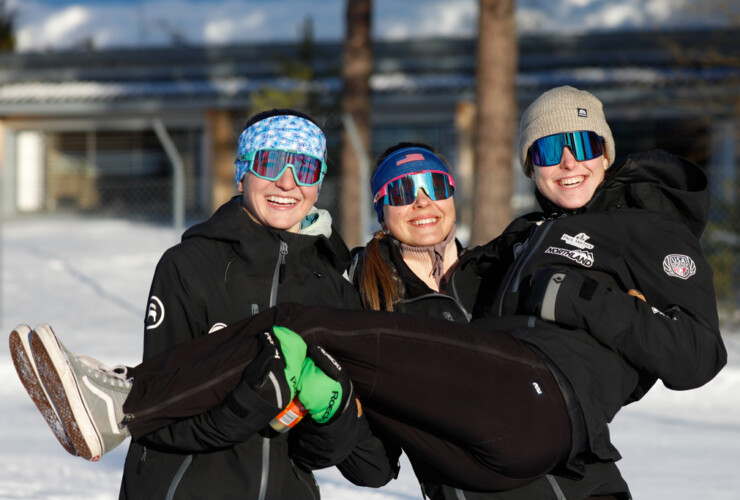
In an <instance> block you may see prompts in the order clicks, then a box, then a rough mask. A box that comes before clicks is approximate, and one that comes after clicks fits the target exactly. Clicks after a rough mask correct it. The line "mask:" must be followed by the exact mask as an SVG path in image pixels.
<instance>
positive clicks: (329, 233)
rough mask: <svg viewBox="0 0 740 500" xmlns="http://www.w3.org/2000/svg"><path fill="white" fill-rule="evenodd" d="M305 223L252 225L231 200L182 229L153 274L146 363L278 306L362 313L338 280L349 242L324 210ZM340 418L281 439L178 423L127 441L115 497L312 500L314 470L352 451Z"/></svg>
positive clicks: (279, 436) (365, 424) (202, 419)
mask: <svg viewBox="0 0 740 500" xmlns="http://www.w3.org/2000/svg"><path fill="white" fill-rule="evenodd" d="M309 218H310V219H311V220H312V222H313V223H312V224H311V225H310V227H309V228H307V229H303V230H302V231H301V233H300V234H294V233H289V232H286V231H280V230H274V229H269V228H266V227H264V226H261V225H259V224H257V223H255V222H254V221H252V219H251V218H250V217H249V215H248V214H247V213H246V212H245V211H244V210H243V209H242V208H241V205H240V203H239V197H235V198H234V199H232V200H231V201H229V202H227V203H226V204H224V205H223V206H222V207H220V208H219V209H218V211H217V212H216V213H215V214H214V215H213V216H212V217H211V218H210V219H209V220H208V221H206V222H204V223H201V224H198V225H196V226H194V227H192V228H190V229H189V230H188V231H186V232H185V234H184V235H183V239H182V243H180V244H178V245H176V246H175V247H173V248H171V249H169V250H168V251H167V252H165V254H164V255H163V256H162V258H161V260H160V262H159V264H158V265H157V269H156V271H155V274H154V278H153V281H152V286H151V293H150V303H149V308H148V311H147V319H146V330H145V337H144V358H145V359H148V358H150V357H152V356H154V355H155V354H157V353H159V352H162V351H164V350H166V349H169V348H171V347H173V346H175V345H178V344H181V343H183V342H186V341H188V340H191V339H193V338H196V337H199V336H201V335H206V334H208V333H209V332H212V331H215V330H217V329H219V328H220V327H222V326H224V325H229V324H232V323H236V322H237V321H238V320H240V319H243V318H245V317H247V316H249V315H252V314H256V313H257V312H259V311H261V310H264V309H267V308H268V307H270V306H271V305H274V304H276V303H278V302H288V301H291V302H300V303H303V304H306V305H327V306H334V307H346V308H357V309H359V308H360V302H359V299H358V297H357V294H356V292H355V290H354V289H353V287H352V285H351V284H350V283H349V282H348V281H347V280H346V279H344V278H343V277H342V273H343V271H344V270H345V269H346V268H347V265H348V264H349V260H350V255H349V252H348V250H347V248H346V246H345V245H344V243H343V241H342V240H341V238H340V237H339V236H338V235H337V234H336V232H334V231H332V230H331V221H330V217H328V214H326V213H325V212H321V211H314V212H313V213H312V214H309ZM326 235H330V236H329V237H327V236H326ZM342 420H346V419H338V420H337V425H336V426H335V424H334V423H332V424H330V425H326V426H321V427H320V428H319V426H316V425H315V424H313V422H312V421H311V420H310V419H306V421H304V422H301V423H300V424H299V426H298V427H297V428H295V429H293V430H292V431H291V432H290V433H286V434H277V433H275V432H273V431H271V430H269V429H267V430H266V429H264V428H263V427H261V428H253V429H251V430H249V431H248V432H246V434H247V435H248V436H250V437H248V438H247V439H246V440H245V441H240V442H234V440H233V438H231V437H230V436H229V433H228V432H224V429H223V426H221V427H219V426H218V425H216V424H215V423H214V420H213V415H212V412H211V413H206V414H202V415H198V416H197V417H193V418H189V419H185V420H182V421H179V422H178V423H176V424H173V425H170V426H168V427H166V428H164V429H161V430H159V431H156V432H153V433H151V434H148V435H146V436H145V437H143V438H141V439H139V440H137V441H132V443H131V445H130V448H129V452H128V455H127V457H126V464H125V468H124V474H123V481H122V485H121V493H120V497H121V498H122V499H130V500H140V499H143V498H146V499H148V500H155V499H165V498H166V499H176V500H177V499H196V498H197V499H200V498H216V497H217V498H223V499H227V498H230V499H237V498H238V499H246V498H254V499H257V498H264V499H285V498H291V499H317V498H319V491H318V486H317V485H316V482H315V480H314V478H313V475H312V474H311V472H310V469H313V468H318V467H325V466H329V465H332V464H333V463H336V462H338V461H339V460H342V459H343V458H344V456H346V454H347V453H348V452H349V451H350V450H351V449H352V447H351V446H350V447H349V448H347V446H346V442H345V441H347V439H346V437H345V436H344V435H343V434H344V433H345V432H346V431H347V429H346V427H343V424H342ZM361 422H362V423H363V425H364V427H365V429H364V431H363V432H364V434H363V436H364V437H369V430H367V424H366V422H365V420H364V418H363V419H361ZM241 430H242V434H244V429H241ZM332 443H337V444H338V445H339V448H341V450H337V449H334V448H333V447H332V446H331V445H332ZM312 446H314V447H316V449H311V447H312ZM371 451H373V450H371ZM334 452H336V453H339V455H337V456H332V453H334Z"/></svg>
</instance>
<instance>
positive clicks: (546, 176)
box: [533, 147, 609, 210]
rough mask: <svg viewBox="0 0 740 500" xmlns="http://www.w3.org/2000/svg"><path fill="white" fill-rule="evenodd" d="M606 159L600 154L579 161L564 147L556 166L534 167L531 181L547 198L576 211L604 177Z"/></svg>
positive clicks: (599, 182)
mask: <svg viewBox="0 0 740 500" xmlns="http://www.w3.org/2000/svg"><path fill="white" fill-rule="evenodd" d="M608 166H609V160H608V159H607V158H606V156H604V155H602V156H599V157H597V158H593V159H591V160H586V161H578V160H576V159H575V157H574V156H573V153H571V152H570V149H568V148H567V147H565V148H563V157H562V158H561V159H560V163H559V164H558V165H552V166H549V167H538V166H535V167H534V176H533V179H534V182H535V184H537V189H539V191H540V193H542V194H543V195H544V196H545V197H546V198H547V199H548V200H550V201H551V202H553V203H555V204H556V205H557V206H559V207H561V208H564V209H566V210H575V209H578V208H581V207H582V206H583V205H585V204H586V203H588V201H589V200H590V199H591V197H593V195H594V191H596V188H597V187H598V186H599V184H601V182H602V181H603V180H604V174H605V172H606V169H607V167H608Z"/></svg>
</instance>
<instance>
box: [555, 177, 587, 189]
mask: <svg viewBox="0 0 740 500" xmlns="http://www.w3.org/2000/svg"><path fill="white" fill-rule="evenodd" d="M581 182H583V176H582V175H581V176H579V177H570V178H568V179H561V180H560V185H561V186H564V187H568V186H575V185H577V184H580V183H581Z"/></svg>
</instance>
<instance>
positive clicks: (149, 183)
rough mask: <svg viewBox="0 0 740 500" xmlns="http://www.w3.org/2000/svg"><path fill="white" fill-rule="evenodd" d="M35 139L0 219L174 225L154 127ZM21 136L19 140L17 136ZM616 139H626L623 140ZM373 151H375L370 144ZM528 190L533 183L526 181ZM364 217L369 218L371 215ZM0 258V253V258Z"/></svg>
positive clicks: (727, 150) (728, 246)
mask: <svg viewBox="0 0 740 500" xmlns="http://www.w3.org/2000/svg"><path fill="white" fill-rule="evenodd" d="M440 133H444V138H445V140H441V139H440V138H439V137H437V139H439V142H442V143H444V144H443V147H442V148H440V149H441V150H442V152H443V153H445V154H446V156H448V157H449V158H454V157H455V151H454V141H453V140H452V139H451V138H450V130H449V128H448V129H445V130H444V131H443V132H440ZM726 136H729V137H732V135H726ZM170 138H171V141H172V147H174V148H175V150H176V152H177V153H178V155H179V156H180V161H181V163H182V184H183V186H184V190H183V191H182V200H181V205H182V210H183V215H181V216H180V217H181V220H182V219H185V220H186V221H187V222H186V223H185V224H187V223H194V222H197V221H200V220H203V219H205V218H206V217H208V216H209V215H210V213H211V211H212V199H211V192H210V179H209V177H208V173H209V171H208V170H207V169H205V167H204V165H202V158H201V157H202V155H201V150H200V144H201V141H200V138H199V135H198V134H197V133H194V132H192V131H176V132H172V133H171V136H170ZM36 139H38V140H35V141H33V140H32V141H30V144H32V146H33V145H34V144H35V146H33V147H35V148H38V150H36V151H32V150H28V151H23V150H22V148H23V147H25V146H22V145H21V147H20V149H19V148H16V149H18V151H16V155H15V165H4V168H3V170H2V171H1V173H2V174H3V179H2V180H1V181H0V182H1V183H0V189H3V191H2V193H9V192H12V193H13V196H14V198H15V200H14V201H15V202H14V204H13V205H14V206H13V210H10V211H8V210H7V206H8V203H7V202H4V203H2V205H3V206H4V207H5V213H4V214H3V213H2V212H0V222H1V221H2V217H3V216H4V217H6V218H7V217H12V216H14V214H21V213H35V214H39V215H44V214H58V213H71V214H80V215H85V216H106V217H122V218H127V219H136V220H142V221H151V222H157V223H164V224H177V220H178V216H177V214H175V213H174V211H173V207H175V206H177V205H178V203H177V200H176V197H177V196H178V194H177V193H178V189H175V184H174V183H175V176H174V175H173V168H172V159H171V158H170V157H169V156H168V153H167V152H166V151H165V148H164V147H163V144H162V141H161V140H160V139H159V138H157V136H156V134H155V132H153V131H152V130H150V131H145V132H136V133H128V134H125V135H121V134H119V135H116V134H105V133H104V134H101V133H96V134H95V133H94V134H92V136H91V134H90V133H66V134H45V135H44V134H42V135H41V136H39V137H37V138H36ZM19 142H21V143H22V138H21V140H19ZM622 143H623V144H625V143H627V144H628V143H629V142H628V140H625V139H622ZM623 149H626V148H623ZM665 149H670V148H669V147H666V148H665ZM714 150H715V151H719V152H720V153H717V154H722V153H721V152H722V151H725V154H727V155H729V156H728V158H724V159H723V158H707V159H706V162H707V163H709V164H710V165H711V167H710V168H709V174H710V184H711V185H710V189H711V192H712V201H711V208H710V220H709V224H708V225H707V228H706V231H705V234H704V237H703V239H702V245H703V248H704V251H705V254H706V257H707V259H708V261H709V263H710V264H711V266H712V268H713V270H714V283H715V288H716V293H717V300H718V306H719V308H720V312H721V316H722V319H723V321H725V322H733V323H740V308H738V305H739V304H740V175H738V172H737V170H738V168H737V165H736V161H735V157H736V156H737V155H736V153H735V151H734V144H730V145H729V146H728V147H726V148H724V149H723V148H714ZM373 153H374V154H377V152H376V151H374V152H373ZM24 162H25V163H24ZM332 170H333V172H331V173H330V175H329V176H328V177H327V179H326V181H325V183H324V185H323V187H322V190H321V196H320V198H319V202H318V204H317V206H319V207H320V208H324V209H327V210H329V211H330V213H332V215H334V218H335V222H336V224H337V226H338V227H339V230H340V232H341V227H340V220H339V219H340V217H339V197H340V192H339V189H340V182H339V180H340V179H339V176H338V174H337V172H338V171H339V168H338V166H336V165H334V166H333V169H332ZM13 172H15V173H14V174H13ZM3 185H4V188H3ZM525 185H528V183H525ZM362 189H366V187H365V186H363V188H362ZM527 189H530V190H531V186H529V187H527ZM0 208H2V207H0ZM370 222H373V223H374V221H373V220H371V221H370ZM181 223H182V222H181ZM0 238H1V231H0ZM1 242H2V240H1V239H0V243H1ZM0 252H1V250H0ZM1 258H2V254H1V253H0V264H2V262H1ZM1 297H2V290H0V298H1Z"/></svg>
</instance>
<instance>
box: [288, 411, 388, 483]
mask: <svg viewBox="0 0 740 500" xmlns="http://www.w3.org/2000/svg"><path fill="white" fill-rule="evenodd" d="M353 406H354V405H353ZM290 437H291V442H290V454H291V458H292V459H293V460H294V461H295V462H296V463H297V464H298V465H299V466H300V467H302V468H304V469H306V470H315V469H322V468H326V467H330V466H332V465H336V466H337V468H338V469H339V471H340V472H341V473H342V475H343V476H344V477H345V478H347V479H348V480H349V481H351V482H352V483H354V484H356V485H359V486H369V487H373V488H379V487H381V486H384V485H385V484H387V483H388V481H390V480H391V479H393V478H395V477H396V476H397V475H398V468H399V466H398V457H399V456H400V448H399V449H398V450H397V452H396V453H397V454H396V455H395V457H394V454H393V451H392V450H391V451H388V450H387V449H386V447H385V445H384V443H383V442H382V441H381V440H380V439H379V438H378V437H376V436H375V435H373V433H372V432H371V430H370V426H369V424H368V421H367V417H365V415H364V414H363V415H358V412H357V411H345V412H343V413H342V415H341V416H340V418H338V419H337V420H336V421H334V422H332V423H330V424H328V425H318V424H316V423H314V422H313V421H312V420H311V419H310V418H307V419H305V420H304V422H301V424H300V425H299V426H298V427H297V428H296V429H294V430H292V431H291V436H290Z"/></svg>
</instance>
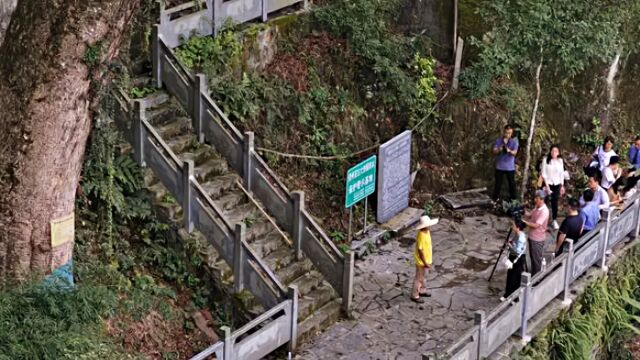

#####

*Your assignment*:
Look above for the line holding "positive clicks: (329, 233)". Print it and every line after it, exactly, through the line holding "223L252 225L231 200L182".

*Response to this exercise*:
positive clicks: (329, 233)
rough mask: <svg viewBox="0 0 740 500" xmlns="http://www.w3.org/2000/svg"><path fill="white" fill-rule="evenodd" d="M305 223L252 225L231 200L182 229L153 274L146 363L278 306L362 313L338 280L349 242L324 210ZM340 418L281 439L178 423L127 441L115 497L312 500L314 470L352 451Z"/></svg>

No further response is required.